Personal information
- Date of birth: 1 August 1933
- Place of birth: Berlin, Germany
- Date of death: 1 September 2002 (aged 69)
- Position: Forward

International career
- Years: Team / Apps / (Gls)
- 1954–1961: East Germany / 16 / (2)

= Lothar Meyer (footballer) =

German footballer (1933–2002)

Lothar Meyer (1 August 1933 - 1 September 2002) was a German footballer who played as a forward. He made 16 appearances for the East Germany national team from 1954 to 1961.He played for ASK Vorwärts Berlin and BFC Dynamo in the top division of East German football, the Oberliga.

== Sporting career ==
Immediately after the end of World War II, Meyer began playing organized football in 1946 with the Berlin sports club Baumschulenweg. At the age of 20, in 1953, he joined the company sports club (BSG) Motor Oberschöneweide, which had just been relegated from the Oberliga, the top league of East German football. At Union Berlin's predecessor, he established himself as a striker, earning his first international cap on May 9, 1954, in the match between East Germany and Romania (a 1-0 defeat in Berlin). At that time, he was also the only national team player who had to be released to the newly formed football section of SC DHfK Leipzig in the summer of 1954. After the SC DHfK football teams were dissolved after just six months due to lack of success, Meyer was assigned to the army sports club (ASK) Vorwärts Berlin, which was playing in the Oberliga, in January 1955. Here he played 138 top-flight matches until November 1961, scoring 51 goals. He also made five appearances in European cup competitions. With ASK, Meyer won the East German football championship three times (1958, 1960, and 1962). During this time, he also earned 15 caps for the national team, scoring a total of two goals.[1] He also played two youth international matches in 1954 and 1956 and four B international matches between 1954 and 1958.

• • • • •

#### [What to produce]
Reproduce the passage of the Lothar Meyer text that opens with the words containing "- 1954–1961: East" and closes with "football, the Oberliga.".

• • • • •

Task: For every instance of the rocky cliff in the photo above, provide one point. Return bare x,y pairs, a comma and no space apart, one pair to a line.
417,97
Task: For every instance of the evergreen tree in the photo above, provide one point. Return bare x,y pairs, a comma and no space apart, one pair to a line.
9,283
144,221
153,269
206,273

• • • • •

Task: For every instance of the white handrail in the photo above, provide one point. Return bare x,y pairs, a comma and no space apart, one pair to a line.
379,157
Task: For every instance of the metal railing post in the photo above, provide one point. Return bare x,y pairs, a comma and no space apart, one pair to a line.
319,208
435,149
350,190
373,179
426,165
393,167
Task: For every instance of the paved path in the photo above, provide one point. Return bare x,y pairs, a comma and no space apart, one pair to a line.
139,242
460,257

• • • • •

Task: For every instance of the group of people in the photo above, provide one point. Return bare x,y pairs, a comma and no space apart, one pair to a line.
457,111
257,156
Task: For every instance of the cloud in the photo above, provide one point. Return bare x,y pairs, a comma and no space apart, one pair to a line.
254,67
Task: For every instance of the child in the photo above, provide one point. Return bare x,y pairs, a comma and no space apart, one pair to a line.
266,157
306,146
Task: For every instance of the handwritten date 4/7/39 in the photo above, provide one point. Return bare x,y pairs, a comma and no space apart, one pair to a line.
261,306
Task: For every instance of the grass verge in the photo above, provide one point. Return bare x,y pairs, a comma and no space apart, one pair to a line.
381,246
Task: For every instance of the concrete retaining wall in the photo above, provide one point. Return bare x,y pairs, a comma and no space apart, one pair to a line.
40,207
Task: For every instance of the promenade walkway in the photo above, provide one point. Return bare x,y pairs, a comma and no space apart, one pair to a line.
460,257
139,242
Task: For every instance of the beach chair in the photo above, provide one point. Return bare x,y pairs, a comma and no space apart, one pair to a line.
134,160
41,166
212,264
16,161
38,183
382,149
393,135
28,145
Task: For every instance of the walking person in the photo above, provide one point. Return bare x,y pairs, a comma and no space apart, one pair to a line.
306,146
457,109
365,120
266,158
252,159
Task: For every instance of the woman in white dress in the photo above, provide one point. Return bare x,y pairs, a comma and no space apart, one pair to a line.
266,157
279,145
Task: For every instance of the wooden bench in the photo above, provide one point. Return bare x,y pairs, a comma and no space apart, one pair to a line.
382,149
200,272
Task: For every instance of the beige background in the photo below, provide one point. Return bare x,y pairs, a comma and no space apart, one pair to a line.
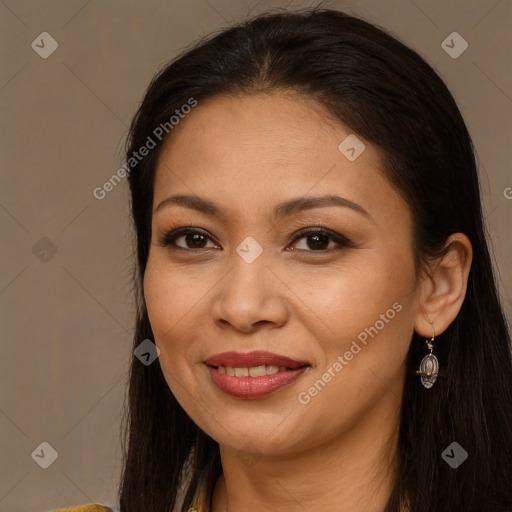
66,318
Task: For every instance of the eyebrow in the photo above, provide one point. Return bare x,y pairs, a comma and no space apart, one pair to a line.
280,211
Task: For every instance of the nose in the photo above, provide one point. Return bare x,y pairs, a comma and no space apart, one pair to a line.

• • • • •

#### [Expected answer]
- 1954–1961: East Germany / 16 / (2)

= Lothar Meyer (footballer) =

German footballer (1933–2002)

Lothar Meyer (1 August 1933 - 1 September 2002) was a German footballer who played as a forward. He made 16 appearances for the East Germany national team from 1954 to 1961.He played for ASK Vorwärts Berlin and BFC Dynamo in the top division of East German football, the Oberliga.